■ Task prompt
Here the job is to print all of the entries below verbatim and leave out any picture.

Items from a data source
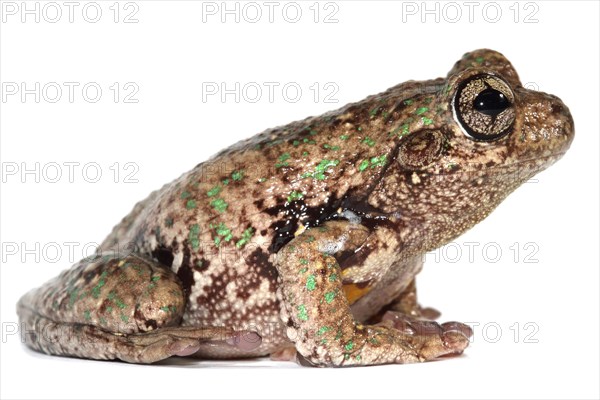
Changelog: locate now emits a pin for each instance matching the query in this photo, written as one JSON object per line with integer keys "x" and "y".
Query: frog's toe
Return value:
{"x": 285, "y": 354}
{"x": 150, "y": 347}
{"x": 432, "y": 340}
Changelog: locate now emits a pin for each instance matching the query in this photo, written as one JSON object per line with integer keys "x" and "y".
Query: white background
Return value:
{"x": 170, "y": 52}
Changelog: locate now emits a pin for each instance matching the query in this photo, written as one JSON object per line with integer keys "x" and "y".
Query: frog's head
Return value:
{"x": 483, "y": 136}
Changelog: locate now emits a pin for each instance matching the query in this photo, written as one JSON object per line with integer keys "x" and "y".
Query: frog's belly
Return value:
{"x": 238, "y": 293}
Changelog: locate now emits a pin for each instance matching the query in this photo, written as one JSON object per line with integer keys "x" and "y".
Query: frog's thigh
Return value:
{"x": 125, "y": 308}
{"x": 318, "y": 314}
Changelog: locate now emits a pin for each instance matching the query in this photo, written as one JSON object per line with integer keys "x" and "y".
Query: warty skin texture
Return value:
{"x": 304, "y": 236}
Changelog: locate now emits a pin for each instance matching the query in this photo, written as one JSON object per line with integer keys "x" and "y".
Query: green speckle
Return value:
{"x": 191, "y": 204}
{"x": 237, "y": 175}
{"x": 379, "y": 161}
{"x": 364, "y": 164}
{"x": 283, "y": 160}
{"x": 368, "y": 141}
{"x": 96, "y": 289}
{"x": 223, "y": 233}
{"x": 274, "y": 142}
{"x": 246, "y": 236}
{"x": 119, "y": 303}
{"x": 193, "y": 236}
{"x": 302, "y": 314}
{"x": 219, "y": 204}
{"x": 421, "y": 110}
{"x": 319, "y": 172}
{"x": 214, "y": 191}
{"x": 329, "y": 296}
{"x": 405, "y": 129}
{"x": 322, "y": 330}
{"x": 294, "y": 196}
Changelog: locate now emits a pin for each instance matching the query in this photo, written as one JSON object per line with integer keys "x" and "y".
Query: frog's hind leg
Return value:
{"x": 125, "y": 308}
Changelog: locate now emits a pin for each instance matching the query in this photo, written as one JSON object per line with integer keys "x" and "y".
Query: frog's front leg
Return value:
{"x": 112, "y": 307}
{"x": 318, "y": 314}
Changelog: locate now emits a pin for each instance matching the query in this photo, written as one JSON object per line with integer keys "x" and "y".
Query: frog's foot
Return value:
{"x": 449, "y": 331}
{"x": 284, "y": 354}
{"x": 318, "y": 314}
{"x": 117, "y": 308}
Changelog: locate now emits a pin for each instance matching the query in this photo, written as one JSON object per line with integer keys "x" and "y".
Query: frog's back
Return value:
{"x": 220, "y": 225}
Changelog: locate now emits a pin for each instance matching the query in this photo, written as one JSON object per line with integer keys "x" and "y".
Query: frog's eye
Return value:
{"x": 484, "y": 107}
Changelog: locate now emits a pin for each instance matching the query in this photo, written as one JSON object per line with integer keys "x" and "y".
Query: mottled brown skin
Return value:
{"x": 305, "y": 235}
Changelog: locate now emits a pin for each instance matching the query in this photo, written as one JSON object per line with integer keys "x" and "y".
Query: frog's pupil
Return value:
{"x": 491, "y": 102}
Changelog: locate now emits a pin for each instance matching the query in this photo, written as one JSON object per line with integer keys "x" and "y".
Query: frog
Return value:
{"x": 303, "y": 242}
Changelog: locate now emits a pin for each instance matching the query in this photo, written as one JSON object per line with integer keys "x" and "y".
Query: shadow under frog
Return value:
{"x": 303, "y": 242}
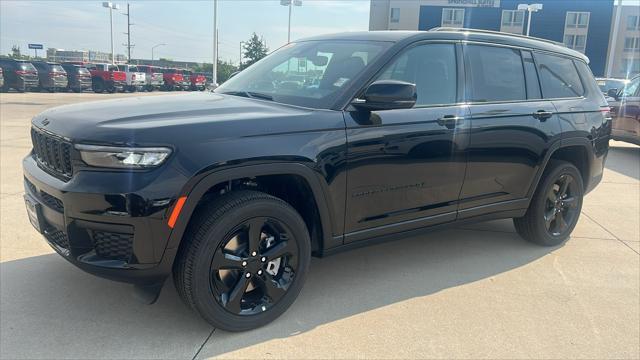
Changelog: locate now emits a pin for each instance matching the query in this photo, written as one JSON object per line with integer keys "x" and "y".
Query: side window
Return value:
{"x": 432, "y": 68}
{"x": 558, "y": 76}
{"x": 495, "y": 74}
{"x": 531, "y": 76}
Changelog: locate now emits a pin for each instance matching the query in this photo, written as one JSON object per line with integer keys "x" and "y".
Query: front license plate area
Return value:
{"x": 34, "y": 212}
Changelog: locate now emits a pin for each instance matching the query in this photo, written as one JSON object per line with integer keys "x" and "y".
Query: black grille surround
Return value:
{"x": 52, "y": 153}
{"x": 113, "y": 246}
{"x": 52, "y": 201}
{"x": 58, "y": 237}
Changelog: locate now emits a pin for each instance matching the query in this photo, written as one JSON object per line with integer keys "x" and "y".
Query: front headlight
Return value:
{"x": 122, "y": 157}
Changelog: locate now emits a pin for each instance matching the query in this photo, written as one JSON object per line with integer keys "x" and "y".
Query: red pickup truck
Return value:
{"x": 174, "y": 79}
{"x": 106, "y": 77}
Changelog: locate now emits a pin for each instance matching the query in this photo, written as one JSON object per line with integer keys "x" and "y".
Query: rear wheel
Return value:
{"x": 245, "y": 260}
{"x": 555, "y": 208}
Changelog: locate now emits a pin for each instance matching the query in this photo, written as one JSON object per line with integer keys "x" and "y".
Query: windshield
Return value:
{"x": 310, "y": 74}
{"x": 631, "y": 87}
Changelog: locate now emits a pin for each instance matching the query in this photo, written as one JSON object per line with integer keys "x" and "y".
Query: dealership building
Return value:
{"x": 585, "y": 25}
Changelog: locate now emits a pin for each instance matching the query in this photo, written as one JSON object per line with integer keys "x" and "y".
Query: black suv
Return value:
{"x": 19, "y": 75}
{"x": 327, "y": 144}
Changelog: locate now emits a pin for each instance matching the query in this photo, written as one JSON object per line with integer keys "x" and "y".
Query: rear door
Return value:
{"x": 512, "y": 129}
{"x": 406, "y": 166}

■ Answer box
Changelog: locate now emits a pin for each instance matching the query in this photo, written as one JSON object per line with integer keys "x" and "y".
Query: frog's toe
Return value:
{"x": 285, "y": 354}
{"x": 150, "y": 347}
{"x": 432, "y": 340}
Changelog: locate now emits a pin for each instance matching the query in this photo, written as one JSON object per line with integer keys "x" and "y".
Query: white background
Return value:
{"x": 170, "y": 52}
Changelog: locate now emits a pin for each instance matching the query in this photo, written as one JSON object per line with integer keys "x" and "y".
Query: frog's head
Return value:
{"x": 483, "y": 136}
Changelog: locate now emits a pin for each instance matching the query in this photo, written as one JSON object per line with integer keys "x" and "y".
Query: frog's belly
Return value:
{"x": 238, "y": 293}
Changelog: locate now emits a pin for each instance matching the query in this photo, written as one JSON object per line with integer keys "x" and "y".
Query: frog's thigh
Return value:
{"x": 125, "y": 308}
{"x": 318, "y": 314}
Changelog: locate now emits a pin for each instance matching the query in this photo, written as one JSON object per line with integer keys "x" and "y".
Query: warty skin texture
Return value:
{"x": 304, "y": 236}
Changelog: locate now emits a pin for each instance matching the query in this photo, written as one JSON object per line with integer keys "x" and "y".
Query: green speckle
Return value:
{"x": 191, "y": 204}
{"x": 237, "y": 175}
{"x": 379, "y": 161}
{"x": 364, "y": 164}
{"x": 283, "y": 160}
{"x": 368, "y": 141}
{"x": 96, "y": 289}
{"x": 223, "y": 233}
{"x": 274, "y": 142}
{"x": 246, "y": 236}
{"x": 119, "y": 303}
{"x": 193, "y": 236}
{"x": 302, "y": 314}
{"x": 219, "y": 204}
{"x": 421, "y": 110}
{"x": 319, "y": 172}
{"x": 214, "y": 191}
{"x": 329, "y": 296}
{"x": 405, "y": 129}
{"x": 322, "y": 330}
{"x": 294, "y": 196}
Changelog: locate now emits a pin for each instance matching the query in this photo, written as one JSON object per line with integer keys "x" and "y".
Query: frog's hind leg
Return value:
{"x": 125, "y": 308}
Changelog: locate now emits a pin for each instance matching the query in this photo, written as one JSON object per line with integer keys "x" and "y".
Query: frog's front leg
Return value:
{"x": 112, "y": 307}
{"x": 318, "y": 314}
Changelog: locate now emits a pin for each instance matching the query in this photo, written as one JSON object per line with integer keys "x" and "y".
Query: frog's foot
Return value:
{"x": 449, "y": 331}
{"x": 284, "y": 354}
{"x": 318, "y": 314}
{"x": 117, "y": 308}
Changelog: locate now emits a pin for each instance matching the query in this photo, written as one JSON object per line with integer keys "x" and "y".
Query: frog's back
Return value:
{"x": 220, "y": 225}
Changelog: locate now emits a pin for each instance matching the query in this photo, written as one JSON object per line with integer keys "x" and "y".
Query: frog's eye
Return value:
{"x": 484, "y": 107}
Changelog: locate now emits a pin for each instance matching the query in this photo, written as one JSON object per line with integer keys "x" and "y".
Query: mottled brown skin
Return value:
{"x": 305, "y": 235}
Changelog: locate now emits a pin for each instance matching the query in this photo, written as one JSON object per line with integer keys "x" and "y".
Query: frog's pupil
Return value:
{"x": 491, "y": 102}
Changelog: locate now emits a pin for each instance matching the query in this photo, written as one JSON object per line with integer keys "x" and "y".
Query: frog
Return value:
{"x": 303, "y": 242}
Changelog: locate now emits a pin for each instance matching the query in this photo, written as one JSON object per line with integer keys "x" and "y".
Query: shadow under frog
Return value:
{"x": 303, "y": 242}
Changelog: locate now emits a pin for each instance matching the query in this photo, written as one JSON object per line with integer keys "x" and "y".
Query: side window
Return value:
{"x": 432, "y": 68}
{"x": 558, "y": 76}
{"x": 495, "y": 74}
{"x": 531, "y": 76}
Changelog: locate now emits a pin for each instance matching the query in this photo, written as one JSON object per line with integer keys "x" and "y".
Query: front license plate area
Return value:
{"x": 34, "y": 212}
Changelog: locate now emits a pin for each instance matching the query in this photo, written as one JSON object per line with integer keys "x" and "y".
Query: black grille surround
Return value:
{"x": 52, "y": 153}
{"x": 113, "y": 246}
{"x": 52, "y": 201}
{"x": 58, "y": 237}
Changelog: locate now emits a pin for each instance matching the query in this photo, written as one JSON object per line with integer keys "x" and "y".
Query: front headlight
Return value:
{"x": 122, "y": 157}
Changelog: locate now emits a pin for each instance matching the query in this photo, written as one JSON object per line with integer keys "x" and "y".
Query: red pickup truck
Return value:
{"x": 174, "y": 79}
{"x": 106, "y": 77}
Changelog: locate now emits a pin for each instance matching the query in this photo, written as one JSON object per line with integer keys "x" and "y".
Query: rear wheel
Return value:
{"x": 245, "y": 260}
{"x": 555, "y": 208}
Changelog: locate now emits a pin for each instance matching the query in this photo, written as one JSON object per line with integer keys "x" and "y".
Query: windshield
Return value:
{"x": 310, "y": 74}
{"x": 631, "y": 87}
Changelog: locate now emits a pin for each instance matching the query in this photo, written as one JSON object per line with integer keys "x" and "y".
Query: dealership building
Return value:
{"x": 585, "y": 25}
Changelog: locate now emits a pin for each instance matching the query in this photo, written as one JSON object per line with integer keys "x" and "y".
Query: black suv
Return value:
{"x": 19, "y": 75}
{"x": 327, "y": 144}
Changelog: locate now emits a pin for each instance matching the query in this photo, written as one JSON object per line with integer keys "x" and "y".
Query: rear door
Return value:
{"x": 512, "y": 129}
{"x": 406, "y": 166}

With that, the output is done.